What to work on –
(a) In the piece on Peter Dutton, reproduce the part that opens with the words containing "Yes, it’s not" and closes with "in a leader.", switching "cast iron" to "glass".
(b) Answer these questions using the piece on Peter Dutton:
(i) What was the margin on Dutton's seat in the lead-up to the 2019 election?
(ii) What is the name of Dutton's wife?
(iii) In which city was the Murugappan family temporarily free?

Document passage –
* BEGIN *
2019: ‘He is not a monster’
In the lead-up to the 2019 election, Dutton’s seat was on a 1.7% margin, and many associated him with chaos or callousness. In one of the all-time great “wheel out the family” attempts to humanise a politician, Dutton’s wife Kirilly decided she needed to defend him. And the best she could summon for the benefit of Courier-Mail readers was: “He is not a monster.”
Dutton that year had done a lot to earn such praise, having implied his opponent, Labor’s Ali France, was using her disability as an “excuse” for not yet having moved to the electorate, and saying refugees who became pregnant as the result of rape on Nauru were “trying it on” by seeking abortions in Australia.
2022: Sorry about all that
The job of arguing that his public image for roughly 95% of his time in public life was just a misunderstanding really began once he became Liberal leader — again, aided by plenty of “family man” and “worthy of a chance” coverage, as well as Dutton’s reiterated contrition for walking out of the Stolen Generations apology.
But just as before, he seemed destined to revert to type — snapping that the asylum-seeking Murugappan family, temporarily free in Perth after years of detention at the hands of the state, were subject to “a situation that is of their own making, it is ridiculous, it is unfair on their children, and it sends a very bad message to other people who think they can rort the system as well”.
What kind of a man is Peter Dutton? Let us know by writing to letters@crikey.com.au. Please include your full name to be considered for publication. We reserve the right to edit for length and clarity.
I have thoughts but can’t be bothered writing them out….he is not worth the effort. But I do appreciate the way he is keeping the LNP totally unelectable.
Impossible to put it any better. He’s a godsend to non Liberal voters and obviously doing a sterling job.
Credit where credit’s due.
Almost 100%, (my view is that what I think of Dutton would have a lot of unacceptable words and would fail the moderator test). I find it so strange that after the various election results since May last year, the current polls and the stated Liberal stance on The Voice referendum, he keeps on keeping the LNP totally unelectable – and good for him in doing so!
The problem for the Liberal Party is not that the electorate do not know who Dutton is……………….
………rather that they know all too well.
Yes, it’s not as if what we’re seeing is the new-look Dutton, it’s just the old-look Dutton, only more so as he now is Opposition leader. The Lib bus has left the 2023 bus station and has many fewer seats filled than in 2022.
The description of Dutton, and people like him, as a “hard man” has always seemed strange to me. Because they are not strong, resilient or adaptable. If they are ‘hard’ it is hard like cast iron: brittle not steely. Because to be a Dutton style “hard man” is to be afraid of others and afraid of being wrong; likely to shatter if pushed. Willing to take an uncaring, unfeeling, unrepentant attitude that is based on fear of the world. An attitude that is only designed to defend and preserve the fragile self, and which is utterly undesirable in a leader.
“Hard” as in Queenland cop………………….
Many, many years ago I was required to obtain a firearms license for a Security job.
* END *
Raw data –
* BEGIN *
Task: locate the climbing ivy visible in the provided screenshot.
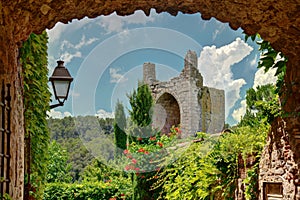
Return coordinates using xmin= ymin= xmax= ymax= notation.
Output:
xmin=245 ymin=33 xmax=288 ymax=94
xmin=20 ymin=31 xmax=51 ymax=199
* END *
* BEGIN *
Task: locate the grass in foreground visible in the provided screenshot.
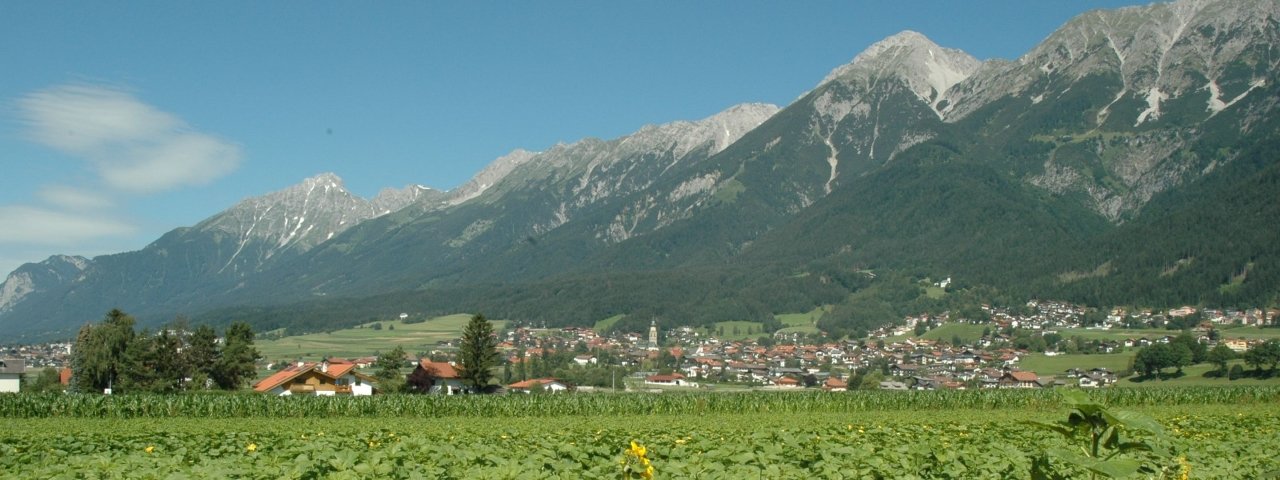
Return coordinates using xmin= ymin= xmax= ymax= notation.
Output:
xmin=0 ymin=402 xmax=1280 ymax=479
* END *
Set of answers –
(a)
Yes, it’s not as if what we’re seeing is the new-look Dutton, it’s just the old-look Dutton, only more so as he now is Opposition leader. The Lib bus has left the 2023 bus station and has many fewer seats filled than in 2022.
The description of Dutton, and people like him, as a “hard man” has always seemed strange to me. Because they are not strong, resilient or adaptable. If they are ‘hard’ it is hard like glass: brittle not steely. Because to be a Dutton style “hard man” is to be afraid of others and afraid of being wrong; likely to shatter if pushed. Willing to take an uncaring, unfeeling, unrepentant attitude that is based on fear of the world. An attitude that is only designed to defend and preserve the fragile self, and which is utterly undesirable in a leader.

(b)
(i) 1.7%
(ii) Kirilly
(iii) Perth